#### Exercise aim
Reproduce the entries in full. Exclude all images from the copy.
____ Provided entries
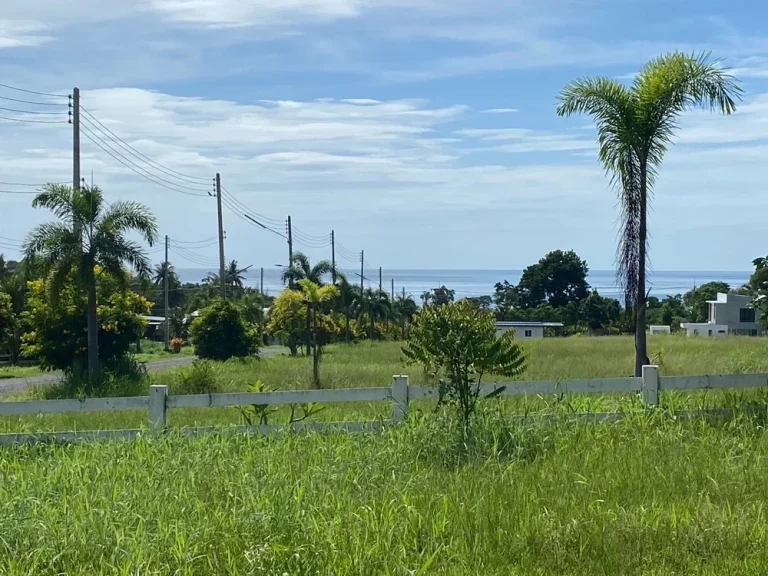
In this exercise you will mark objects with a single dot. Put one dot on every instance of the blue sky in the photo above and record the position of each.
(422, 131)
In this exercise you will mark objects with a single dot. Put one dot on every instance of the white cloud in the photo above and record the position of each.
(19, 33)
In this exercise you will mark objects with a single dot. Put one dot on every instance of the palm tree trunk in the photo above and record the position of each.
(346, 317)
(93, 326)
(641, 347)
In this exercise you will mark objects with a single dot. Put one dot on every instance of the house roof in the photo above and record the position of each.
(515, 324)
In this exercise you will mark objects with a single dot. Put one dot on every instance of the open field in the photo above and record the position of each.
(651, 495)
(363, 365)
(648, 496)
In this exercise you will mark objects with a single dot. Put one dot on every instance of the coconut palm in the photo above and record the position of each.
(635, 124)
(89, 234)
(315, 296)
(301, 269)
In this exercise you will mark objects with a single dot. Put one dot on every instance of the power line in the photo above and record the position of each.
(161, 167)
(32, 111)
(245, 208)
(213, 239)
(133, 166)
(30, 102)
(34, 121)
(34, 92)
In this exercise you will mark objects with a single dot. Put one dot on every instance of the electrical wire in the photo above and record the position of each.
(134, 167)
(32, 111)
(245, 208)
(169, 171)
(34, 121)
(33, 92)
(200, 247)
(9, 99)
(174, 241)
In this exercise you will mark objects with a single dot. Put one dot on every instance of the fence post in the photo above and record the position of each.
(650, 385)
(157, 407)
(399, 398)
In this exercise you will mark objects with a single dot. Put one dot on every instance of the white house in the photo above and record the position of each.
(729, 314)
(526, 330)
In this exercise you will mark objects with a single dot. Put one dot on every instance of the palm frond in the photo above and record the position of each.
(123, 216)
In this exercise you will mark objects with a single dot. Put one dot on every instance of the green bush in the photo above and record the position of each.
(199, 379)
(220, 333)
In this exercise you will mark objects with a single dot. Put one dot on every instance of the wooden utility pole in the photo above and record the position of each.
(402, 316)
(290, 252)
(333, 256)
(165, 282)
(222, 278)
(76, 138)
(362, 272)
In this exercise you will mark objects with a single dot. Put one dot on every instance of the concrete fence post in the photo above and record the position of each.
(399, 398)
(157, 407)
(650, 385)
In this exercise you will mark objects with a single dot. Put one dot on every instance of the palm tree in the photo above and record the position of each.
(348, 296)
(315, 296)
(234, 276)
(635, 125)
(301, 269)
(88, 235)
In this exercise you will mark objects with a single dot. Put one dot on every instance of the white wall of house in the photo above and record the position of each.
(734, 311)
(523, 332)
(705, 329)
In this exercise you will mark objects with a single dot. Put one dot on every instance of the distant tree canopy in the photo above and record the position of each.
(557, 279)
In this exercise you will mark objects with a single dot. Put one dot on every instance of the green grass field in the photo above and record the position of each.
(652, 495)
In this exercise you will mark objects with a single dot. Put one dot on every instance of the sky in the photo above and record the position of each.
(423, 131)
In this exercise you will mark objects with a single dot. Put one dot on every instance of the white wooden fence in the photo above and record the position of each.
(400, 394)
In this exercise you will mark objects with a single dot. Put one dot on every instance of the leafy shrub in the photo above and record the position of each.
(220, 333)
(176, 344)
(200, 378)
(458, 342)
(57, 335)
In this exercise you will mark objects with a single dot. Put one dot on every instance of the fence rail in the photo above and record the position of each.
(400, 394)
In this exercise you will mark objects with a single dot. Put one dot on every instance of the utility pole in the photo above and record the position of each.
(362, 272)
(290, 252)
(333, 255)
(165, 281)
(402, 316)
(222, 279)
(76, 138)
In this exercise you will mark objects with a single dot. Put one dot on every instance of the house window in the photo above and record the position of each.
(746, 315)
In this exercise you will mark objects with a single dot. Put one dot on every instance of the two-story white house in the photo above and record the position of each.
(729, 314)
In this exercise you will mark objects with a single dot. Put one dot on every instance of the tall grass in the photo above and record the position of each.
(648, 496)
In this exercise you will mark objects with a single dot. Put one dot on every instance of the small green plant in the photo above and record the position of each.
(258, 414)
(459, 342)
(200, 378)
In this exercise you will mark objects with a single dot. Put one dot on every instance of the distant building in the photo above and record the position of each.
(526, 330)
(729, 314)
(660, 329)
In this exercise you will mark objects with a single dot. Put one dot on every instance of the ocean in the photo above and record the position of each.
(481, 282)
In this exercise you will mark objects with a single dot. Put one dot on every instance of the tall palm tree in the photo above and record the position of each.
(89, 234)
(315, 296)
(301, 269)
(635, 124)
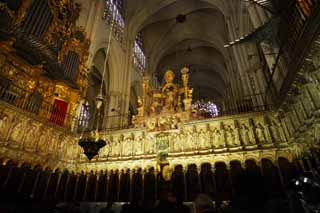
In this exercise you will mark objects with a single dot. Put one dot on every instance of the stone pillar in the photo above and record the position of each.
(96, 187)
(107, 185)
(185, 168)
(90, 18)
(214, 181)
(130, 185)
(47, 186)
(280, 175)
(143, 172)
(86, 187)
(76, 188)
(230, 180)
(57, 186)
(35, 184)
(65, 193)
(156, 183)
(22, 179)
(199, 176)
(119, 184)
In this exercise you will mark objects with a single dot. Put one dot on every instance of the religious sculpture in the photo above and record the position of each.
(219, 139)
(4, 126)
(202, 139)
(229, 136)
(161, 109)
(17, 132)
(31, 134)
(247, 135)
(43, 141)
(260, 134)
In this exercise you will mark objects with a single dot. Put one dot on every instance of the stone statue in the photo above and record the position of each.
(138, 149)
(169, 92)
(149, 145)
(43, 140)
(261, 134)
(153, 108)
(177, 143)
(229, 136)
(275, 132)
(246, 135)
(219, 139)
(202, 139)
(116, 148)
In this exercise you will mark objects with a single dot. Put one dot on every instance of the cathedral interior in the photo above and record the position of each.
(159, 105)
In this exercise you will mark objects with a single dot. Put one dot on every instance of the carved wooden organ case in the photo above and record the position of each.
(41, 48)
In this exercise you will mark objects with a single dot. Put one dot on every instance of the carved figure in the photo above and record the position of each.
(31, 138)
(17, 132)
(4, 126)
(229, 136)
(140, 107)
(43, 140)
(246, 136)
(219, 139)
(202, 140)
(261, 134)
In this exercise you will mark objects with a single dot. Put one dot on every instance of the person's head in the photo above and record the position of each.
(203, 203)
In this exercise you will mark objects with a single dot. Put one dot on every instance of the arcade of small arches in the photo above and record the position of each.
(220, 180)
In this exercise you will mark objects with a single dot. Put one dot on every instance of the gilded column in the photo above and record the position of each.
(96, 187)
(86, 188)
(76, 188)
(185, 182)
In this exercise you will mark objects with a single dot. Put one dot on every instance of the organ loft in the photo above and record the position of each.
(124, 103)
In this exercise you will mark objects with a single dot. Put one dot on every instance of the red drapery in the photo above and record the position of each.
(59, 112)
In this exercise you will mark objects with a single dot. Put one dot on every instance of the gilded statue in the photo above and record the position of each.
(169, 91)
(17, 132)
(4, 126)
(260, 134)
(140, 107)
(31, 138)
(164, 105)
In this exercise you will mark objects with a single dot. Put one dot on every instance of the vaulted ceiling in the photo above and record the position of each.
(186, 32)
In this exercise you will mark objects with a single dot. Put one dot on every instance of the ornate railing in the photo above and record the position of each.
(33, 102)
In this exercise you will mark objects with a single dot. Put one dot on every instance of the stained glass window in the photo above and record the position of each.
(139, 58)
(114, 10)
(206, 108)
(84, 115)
________
#### Exercise solution
In this exercise you will mark objects with a single dot. Put one dot on every instance of the blue sky in the photo above and record the position of each.
(422, 131)
In this exercise you will mark objects with a single dot. Put one dot on every instance of the white cloud in the photo above and record the position of each.
(19, 33)
In this exercise you will mark objects with a single dot. Put one dot on every instance of the palm tree trunk in the photo above and record the position of each.
(346, 317)
(93, 326)
(641, 347)
In this exercise you will mark objects with a single dot. Put one dot on every instance of the house roof in the photo above and record the position of each.
(515, 324)
In this exercise you will mark objects with a single dot. Put one dot on every instance of the open field in the photo above and record the position of each.
(651, 495)
(363, 365)
(648, 496)
In this exercise you will mark objects with a single dot. Put one dot on every instance of the coconut palm in the photo above and record the position of each.
(635, 124)
(89, 234)
(315, 296)
(301, 269)
In this exercise you will mark objects with a single dot. Put one dot on every instance of the power line in the photo above and record the position of each.
(161, 167)
(32, 111)
(245, 208)
(213, 239)
(133, 166)
(30, 102)
(34, 121)
(34, 92)
In this exercise you will mark objects with a single dot. Put one dot on every instance of the electrical wire in the photo above and record the position of each.
(134, 167)
(32, 111)
(245, 208)
(169, 171)
(34, 121)
(33, 92)
(200, 247)
(9, 99)
(174, 241)
In this exercise you will mark objects with a single dot. Put one dot on every instance of the fence post in the photo above and record the position of each.
(650, 385)
(157, 407)
(399, 398)
In this exercise you will mark objects with a single dot. Put one dot on every instance of the white house in the photo above and record the position of each.
(729, 314)
(526, 330)
In this exercise you will mark objects with a single dot. Put one dot on every instance of the palm frond in the photo above and record the position of each.
(123, 216)
In this exercise you will mark objects with a single dot. Put one dot on every instance of the green bush in the photo above and record the position of each.
(199, 379)
(220, 333)
In this exercise you will mark objects with a single dot. Put one dot on every instance of the wooden utility pole in the photo above and record the position of each.
(402, 316)
(290, 252)
(333, 256)
(165, 282)
(222, 278)
(76, 138)
(362, 272)
In this exercise you will mark objects with a single dot. Put one dot on every instance of the concrete fence post in the photo above and record the position of each.
(399, 398)
(157, 407)
(650, 385)
In this exercise you will mark objects with a single dot. Put one dot on every instance of the palm tree in the photo above and record the position of each.
(348, 296)
(315, 296)
(234, 276)
(635, 125)
(301, 269)
(88, 235)
In this exercise you will mark objects with a single dot. Put one dot on every instance of the white wall of house in the photo above and record the position of each.
(734, 311)
(523, 332)
(705, 329)
In this exercise you will mark objects with a single dot. Put one dot on every instance of the distant tree canopy in the photo above and record the position of each.
(557, 279)
In this exercise you will mark objects with a single dot. Put one dot on every instance of the green grass field in the photo above and record the position of each.
(652, 495)
In this exercise you will mark objects with a single dot. Put one dot on every instance of the sky in the photo above and record the position of each.
(423, 131)
In this exercise you will mark objects with a single dot. Put one dot on every instance of the white wooden fence in the photo above and record the position of each.
(400, 394)
In this exercise you will mark objects with a single dot. Put one dot on every instance of the leafy shrub in the photo above and record the position of each.
(220, 333)
(176, 344)
(200, 378)
(458, 342)
(57, 335)
In this exercise you will mark objects with a single dot. Put one dot on every instance of the fence rail in the photo above and record the position of each.
(400, 394)
In this exercise you will mark objects with a single dot. Put one dot on every instance of the utility pole in the photo above and record the position of each.
(362, 272)
(290, 252)
(333, 255)
(165, 281)
(402, 316)
(222, 279)
(76, 138)
In this exercise you will mark objects with a single dot. Put one dot on every instance of the house window in the photo above and record the position of each.
(746, 315)
In this exercise you will mark objects with a single dot. Put one dot on every instance of the two-story white house in the photo above and record the position of each.
(729, 314)
In this exercise you will mark objects with a single dot. Put one dot on every instance of the tall grass in the photo above and record the position of each.
(648, 496)
In this exercise you will mark objects with a single dot. Put one dot on every instance of the small green plant in the photo above and record the position of each.
(258, 414)
(459, 342)
(200, 378)
In this exercise you will mark objects with a single dot. Put one dot on every instance of the distant building in the photo above and record the position of each.
(526, 330)
(729, 314)
(660, 329)
In this exercise you will mark objects with a single dot. Put one dot on every instance of the ocean in the photo above and record the position of each.
(481, 282)
In this exercise you will mark objects with a single dot. Put one dot on every instance of the tall palm tree in the photo above and record the position of each.
(89, 234)
(315, 296)
(301, 269)
(635, 124)
In this exercise you will mark objects with a single dot. Put one dot on every instance of the stone pillar in the photo above and record the position of each.
(96, 187)
(107, 185)
(185, 168)
(90, 18)
(214, 181)
(130, 185)
(47, 186)
(280, 175)
(143, 172)
(86, 187)
(76, 188)
(230, 180)
(57, 186)
(35, 184)
(65, 193)
(156, 183)
(22, 179)
(199, 176)
(119, 184)
In this exercise you will mark objects with a single dot. Put one dot on every instance of the religious sculpture in the photo above and record the position of each.
(219, 139)
(4, 126)
(202, 139)
(229, 136)
(161, 109)
(17, 132)
(31, 134)
(247, 135)
(43, 141)
(260, 134)
In this exercise you will mark objects with a single dot. Put one dot on every instance of the stone statue in the photo above and record the position of each.
(138, 149)
(169, 92)
(149, 145)
(43, 140)
(261, 134)
(153, 108)
(177, 143)
(229, 136)
(275, 132)
(246, 135)
(219, 139)
(202, 139)
(116, 148)
In this exercise you will mark objects with a single dot. Put one dot on every instance of the cathedral interior in the photo above and record the position of each.
(159, 105)
In this exercise you will mark objects with a single dot. Put one dot on every instance of the carved wooden organ case in the photo above and record the position of each.
(41, 48)
In this exercise you will mark objects with a single dot. Put one dot on every instance of the carved figure in the photo above and record the position of each.
(31, 138)
(17, 132)
(4, 126)
(229, 136)
(140, 107)
(43, 140)
(246, 136)
(219, 139)
(202, 140)
(261, 134)
In this exercise you will mark objects with a single dot. Put one dot on every instance of the person's head in the photo above and record the position of each.
(203, 203)
In this exercise you will mark objects with a single dot. Put one dot on every instance of the arcade of small arches in the photo above and record the position of each.
(220, 180)
In this exercise you will mark objects with a single dot. Put one dot on every instance of the gilded column in the photo above and record the position of each.
(96, 187)
(86, 188)
(76, 188)
(185, 182)
In this exercise you will mark objects with a single dot. Put one dot on every instance of the organ loft in the photo above and record the position of each.
(124, 103)
In this exercise you will mark objects with a single dot. Put one dot on every instance of the red drapery in the photo above and record the position of each.
(59, 112)
In this exercise you will mark objects with a single dot. Put one dot on every instance of the gilded statue in the photo above and record the position of each.
(169, 91)
(17, 132)
(4, 126)
(260, 134)
(140, 107)
(31, 138)
(164, 105)
In this exercise you will mark objects with a single dot. Put one dot on every instance of the vaulted ceiling in the photo above and record the position of each.
(186, 32)
In this exercise you will mark objects with a single dot. Put one dot on every instance of the ornate railing in the photo above and record the position of each.
(33, 102)
In this exercise you will mark objects with a single dot. Put one dot on every instance of the stained glass window in the photo above and record the position of each.
(139, 58)
(114, 10)
(206, 108)
(84, 115)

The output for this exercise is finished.